### SHORT EXERCISE
Copy the records word for word, starting at the line that contains "bar and give integer pixel coordinates." and ending at the last line of the records.

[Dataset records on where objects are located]
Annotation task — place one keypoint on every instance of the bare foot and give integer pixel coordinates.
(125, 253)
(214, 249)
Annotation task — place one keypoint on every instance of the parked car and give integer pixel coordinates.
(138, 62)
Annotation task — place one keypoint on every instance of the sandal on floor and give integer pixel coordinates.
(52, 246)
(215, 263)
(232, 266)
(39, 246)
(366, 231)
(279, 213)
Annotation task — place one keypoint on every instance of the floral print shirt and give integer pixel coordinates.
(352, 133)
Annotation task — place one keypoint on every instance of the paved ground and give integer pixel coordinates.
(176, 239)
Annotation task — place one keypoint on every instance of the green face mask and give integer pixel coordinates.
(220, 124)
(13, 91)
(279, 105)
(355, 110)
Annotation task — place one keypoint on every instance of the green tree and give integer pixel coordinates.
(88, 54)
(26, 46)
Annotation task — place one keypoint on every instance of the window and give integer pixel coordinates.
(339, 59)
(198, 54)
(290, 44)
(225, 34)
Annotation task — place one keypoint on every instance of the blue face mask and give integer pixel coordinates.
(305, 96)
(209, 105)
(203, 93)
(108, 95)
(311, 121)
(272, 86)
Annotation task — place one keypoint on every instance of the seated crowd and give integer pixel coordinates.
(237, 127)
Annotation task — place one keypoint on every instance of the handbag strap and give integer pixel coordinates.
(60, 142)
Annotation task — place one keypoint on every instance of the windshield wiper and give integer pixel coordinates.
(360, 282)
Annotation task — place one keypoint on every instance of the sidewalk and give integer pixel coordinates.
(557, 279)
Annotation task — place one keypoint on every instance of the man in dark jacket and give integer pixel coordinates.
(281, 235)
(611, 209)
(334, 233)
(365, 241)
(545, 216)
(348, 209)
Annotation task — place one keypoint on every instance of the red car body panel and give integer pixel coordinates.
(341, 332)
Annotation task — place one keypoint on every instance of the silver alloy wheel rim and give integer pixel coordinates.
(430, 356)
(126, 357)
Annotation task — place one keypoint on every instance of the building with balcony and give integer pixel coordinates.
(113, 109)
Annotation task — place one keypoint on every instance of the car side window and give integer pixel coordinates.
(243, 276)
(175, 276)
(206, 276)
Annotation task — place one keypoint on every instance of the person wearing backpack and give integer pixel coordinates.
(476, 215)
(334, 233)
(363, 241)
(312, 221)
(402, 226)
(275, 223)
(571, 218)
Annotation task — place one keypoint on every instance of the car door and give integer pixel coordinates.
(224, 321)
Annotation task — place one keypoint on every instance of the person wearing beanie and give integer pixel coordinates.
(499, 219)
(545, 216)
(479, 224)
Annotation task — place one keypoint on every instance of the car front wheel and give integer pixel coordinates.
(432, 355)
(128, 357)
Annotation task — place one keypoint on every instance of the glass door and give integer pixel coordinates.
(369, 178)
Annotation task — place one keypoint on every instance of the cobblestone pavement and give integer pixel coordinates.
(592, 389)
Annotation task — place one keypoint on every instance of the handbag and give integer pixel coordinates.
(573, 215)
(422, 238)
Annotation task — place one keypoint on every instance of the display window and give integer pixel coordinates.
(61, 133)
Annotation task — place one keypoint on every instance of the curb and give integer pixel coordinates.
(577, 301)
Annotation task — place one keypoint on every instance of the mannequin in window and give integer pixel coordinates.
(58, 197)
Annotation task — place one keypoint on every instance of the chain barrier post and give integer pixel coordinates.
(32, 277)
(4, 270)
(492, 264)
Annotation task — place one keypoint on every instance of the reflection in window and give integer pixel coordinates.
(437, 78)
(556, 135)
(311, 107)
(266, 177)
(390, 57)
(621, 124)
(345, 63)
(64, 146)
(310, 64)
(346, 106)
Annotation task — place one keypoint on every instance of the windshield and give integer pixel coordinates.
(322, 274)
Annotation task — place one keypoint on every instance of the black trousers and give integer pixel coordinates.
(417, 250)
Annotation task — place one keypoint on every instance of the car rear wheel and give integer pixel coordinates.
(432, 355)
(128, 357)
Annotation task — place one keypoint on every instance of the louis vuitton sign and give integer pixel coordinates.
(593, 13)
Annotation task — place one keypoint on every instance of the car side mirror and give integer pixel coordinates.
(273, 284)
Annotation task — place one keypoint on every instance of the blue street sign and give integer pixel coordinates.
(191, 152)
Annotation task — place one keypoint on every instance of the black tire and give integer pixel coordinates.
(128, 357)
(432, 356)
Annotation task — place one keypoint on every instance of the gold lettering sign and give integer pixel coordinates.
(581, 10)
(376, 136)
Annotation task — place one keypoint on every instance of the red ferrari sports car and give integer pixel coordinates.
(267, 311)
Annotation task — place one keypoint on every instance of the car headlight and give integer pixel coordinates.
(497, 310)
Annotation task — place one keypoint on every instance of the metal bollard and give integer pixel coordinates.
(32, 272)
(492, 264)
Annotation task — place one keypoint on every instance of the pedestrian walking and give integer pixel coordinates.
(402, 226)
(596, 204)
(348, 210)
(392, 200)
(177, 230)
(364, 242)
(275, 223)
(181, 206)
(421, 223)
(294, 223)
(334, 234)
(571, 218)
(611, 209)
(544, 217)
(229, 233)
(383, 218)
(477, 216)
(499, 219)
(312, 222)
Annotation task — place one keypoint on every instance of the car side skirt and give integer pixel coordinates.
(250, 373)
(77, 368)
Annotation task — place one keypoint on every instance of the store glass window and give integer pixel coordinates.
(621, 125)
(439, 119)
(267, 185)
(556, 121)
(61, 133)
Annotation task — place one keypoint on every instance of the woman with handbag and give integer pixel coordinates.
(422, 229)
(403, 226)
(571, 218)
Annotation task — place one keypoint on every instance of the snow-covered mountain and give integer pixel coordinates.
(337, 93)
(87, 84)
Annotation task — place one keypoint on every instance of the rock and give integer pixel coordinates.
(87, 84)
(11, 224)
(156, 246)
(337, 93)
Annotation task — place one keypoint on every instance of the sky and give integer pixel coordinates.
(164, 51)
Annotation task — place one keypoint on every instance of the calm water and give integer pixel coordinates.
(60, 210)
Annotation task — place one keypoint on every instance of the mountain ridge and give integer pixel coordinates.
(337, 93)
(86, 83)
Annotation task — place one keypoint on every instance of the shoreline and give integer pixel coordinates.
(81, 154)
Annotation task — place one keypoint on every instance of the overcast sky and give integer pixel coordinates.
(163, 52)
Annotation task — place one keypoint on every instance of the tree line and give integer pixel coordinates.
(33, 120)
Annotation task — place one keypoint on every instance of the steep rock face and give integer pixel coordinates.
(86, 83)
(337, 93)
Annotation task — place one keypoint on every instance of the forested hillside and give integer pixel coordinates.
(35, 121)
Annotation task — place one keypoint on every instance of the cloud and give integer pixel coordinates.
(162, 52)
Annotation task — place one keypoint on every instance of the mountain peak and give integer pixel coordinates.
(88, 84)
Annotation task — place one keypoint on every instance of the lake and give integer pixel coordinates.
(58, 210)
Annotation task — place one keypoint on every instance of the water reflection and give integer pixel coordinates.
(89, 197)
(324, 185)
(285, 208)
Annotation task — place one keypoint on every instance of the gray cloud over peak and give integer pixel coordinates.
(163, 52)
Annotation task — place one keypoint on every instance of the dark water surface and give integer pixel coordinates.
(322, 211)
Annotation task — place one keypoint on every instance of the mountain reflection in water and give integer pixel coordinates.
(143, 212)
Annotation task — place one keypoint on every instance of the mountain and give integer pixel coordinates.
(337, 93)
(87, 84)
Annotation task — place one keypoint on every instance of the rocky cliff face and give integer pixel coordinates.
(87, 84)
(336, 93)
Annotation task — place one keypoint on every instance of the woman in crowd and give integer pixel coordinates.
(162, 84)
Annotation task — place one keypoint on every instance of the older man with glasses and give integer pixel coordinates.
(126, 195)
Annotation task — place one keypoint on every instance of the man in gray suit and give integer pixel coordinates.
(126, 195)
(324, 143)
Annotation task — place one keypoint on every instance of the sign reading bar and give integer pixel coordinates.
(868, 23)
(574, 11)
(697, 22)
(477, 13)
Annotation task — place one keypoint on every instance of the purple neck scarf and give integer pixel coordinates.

### TASK SOLUTION
Annotation task — place one keypoint on every instance of the sign reading bar and give integer pixel coordinates.
(868, 23)
(574, 11)
(697, 22)
(477, 13)
Annotation task — place one keypoint on every instance of the purple neck scarf and give integer pixel coordinates.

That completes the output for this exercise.